## Your objective
Every entry must be repeated exactly in the answer.

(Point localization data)
—————

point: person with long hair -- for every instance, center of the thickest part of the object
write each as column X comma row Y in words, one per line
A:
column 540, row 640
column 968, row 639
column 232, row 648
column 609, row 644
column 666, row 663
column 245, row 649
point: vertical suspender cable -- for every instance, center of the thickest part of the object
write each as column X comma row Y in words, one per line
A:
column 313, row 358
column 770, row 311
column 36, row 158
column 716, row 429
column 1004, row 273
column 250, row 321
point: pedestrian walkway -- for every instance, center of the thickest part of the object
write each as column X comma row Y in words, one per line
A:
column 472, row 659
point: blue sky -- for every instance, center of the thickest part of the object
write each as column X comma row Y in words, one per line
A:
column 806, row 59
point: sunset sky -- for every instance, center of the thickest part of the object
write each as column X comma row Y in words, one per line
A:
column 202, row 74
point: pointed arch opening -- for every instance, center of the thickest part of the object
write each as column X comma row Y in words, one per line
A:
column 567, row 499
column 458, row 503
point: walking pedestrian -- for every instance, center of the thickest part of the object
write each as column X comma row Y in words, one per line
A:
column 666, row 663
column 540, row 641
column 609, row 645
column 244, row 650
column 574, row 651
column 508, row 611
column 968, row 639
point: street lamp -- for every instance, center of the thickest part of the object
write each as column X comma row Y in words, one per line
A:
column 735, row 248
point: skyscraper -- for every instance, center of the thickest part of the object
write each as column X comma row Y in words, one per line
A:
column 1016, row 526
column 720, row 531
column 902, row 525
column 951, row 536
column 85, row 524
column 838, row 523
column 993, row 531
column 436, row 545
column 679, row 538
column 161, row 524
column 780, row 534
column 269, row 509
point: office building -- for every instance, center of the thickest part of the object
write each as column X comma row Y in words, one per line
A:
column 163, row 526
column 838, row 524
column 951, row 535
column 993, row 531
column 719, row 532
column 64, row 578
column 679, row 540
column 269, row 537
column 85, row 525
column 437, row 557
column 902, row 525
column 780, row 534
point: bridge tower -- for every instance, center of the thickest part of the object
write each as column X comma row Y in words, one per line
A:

—————

## Your response
point: person with long hair -- for every instance, center of the thickest part of the object
write each as column X comma row Y in words, one per line
A:
column 540, row 640
column 968, row 639
column 232, row 648
column 609, row 644
column 666, row 663
column 245, row 649
point: vertical suspender cable -- for every instance, center of the thickest part of the object
write each as column X comma row Y in words, one per line
A:
column 313, row 358
column 770, row 311
column 36, row 158
column 716, row 429
column 1004, row 273
column 250, row 321
point: pedestrian walkway -- for every instance, center of the thickest part of the object
write each as column X comma row Y in words, one per line
A:
column 472, row 659
point: blue sky -- for every instance, center of the thickest part of the object
write each as column X comma row Y in words, one per line
A:
column 806, row 59
point: sunset sky -- for every instance, center of the thickest part of the object
write each as column X comma row Y in words, one per line
A:
column 202, row 74
point: pointed arch opening -- for every instance, center of the thickest part of the object
write each as column X comma row Y in words, one per line
A:
column 567, row 499
column 458, row 503
point: walking pedestrian -- for every instance, center of the thickest part of the object
write each as column X comma row Y in words, one per line
A:
column 666, row 663
column 540, row 641
column 609, row 645
column 244, row 650
column 574, row 651
column 508, row 611
column 968, row 639
point: street lamp -- for every instance, center of the thickest part of the object
write each as column X comma row Y in words, one per line
A:
column 735, row 248
point: skyscraper -- for every instance, center of the thickest part of the object
write each as column X comma row Y in words, one per line
A:
column 1016, row 526
column 720, row 531
column 902, row 525
column 951, row 536
column 85, row 524
column 838, row 523
column 993, row 531
column 436, row 545
column 679, row 538
column 161, row 524
column 780, row 534
column 269, row 509
point: office building -- for every instance, center of the thickest part of the object
write each as column X comma row Y in words, one per line
A:
column 163, row 526
column 838, row 524
column 951, row 535
column 993, row 531
column 719, row 532
column 64, row 578
column 679, row 540
column 269, row 537
column 85, row 525
column 437, row 557
column 902, row 525
column 780, row 534
point: bridge tower -- for every instance, center of the thickest part of the object
write each as column X comma row Y in words, one per line
A:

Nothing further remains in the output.